*EXERCISE*.
Pick out and copy every line in the material below that contains the word "mark". The match is case-sensitive.

*DATA*.
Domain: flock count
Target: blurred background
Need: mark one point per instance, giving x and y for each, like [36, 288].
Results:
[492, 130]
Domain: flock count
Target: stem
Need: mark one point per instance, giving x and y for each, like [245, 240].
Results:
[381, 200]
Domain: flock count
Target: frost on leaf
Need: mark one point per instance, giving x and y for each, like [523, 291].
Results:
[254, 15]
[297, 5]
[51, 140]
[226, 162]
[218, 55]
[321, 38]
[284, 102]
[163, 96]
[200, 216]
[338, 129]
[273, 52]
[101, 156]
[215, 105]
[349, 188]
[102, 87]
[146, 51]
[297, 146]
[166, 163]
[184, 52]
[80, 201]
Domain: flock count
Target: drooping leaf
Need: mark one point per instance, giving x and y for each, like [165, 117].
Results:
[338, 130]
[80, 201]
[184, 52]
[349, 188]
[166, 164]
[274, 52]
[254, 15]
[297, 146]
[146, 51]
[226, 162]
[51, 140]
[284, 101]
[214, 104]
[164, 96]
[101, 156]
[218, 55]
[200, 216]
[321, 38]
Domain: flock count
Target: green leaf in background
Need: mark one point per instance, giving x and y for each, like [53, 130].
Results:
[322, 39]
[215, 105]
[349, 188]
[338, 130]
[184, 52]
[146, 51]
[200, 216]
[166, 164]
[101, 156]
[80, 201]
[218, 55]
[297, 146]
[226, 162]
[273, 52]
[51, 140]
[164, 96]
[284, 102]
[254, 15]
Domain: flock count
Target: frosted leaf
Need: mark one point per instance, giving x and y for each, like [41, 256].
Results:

*ANSWER*.
Need: mark one point per instance, giving x and y for each, like [36, 288].
Need: mark one point per instance, giving x and y for each, like [245, 240].
Need: mark one point per instance, giving x and y for each, like [523, 291].
Need: mark one point per instance, giving x and y for each, like [165, 117].
Need: mark one point per instance, giving x and y for each, like [53, 130].
Need: mark one point per instance, giving x and y for each, like [41, 256].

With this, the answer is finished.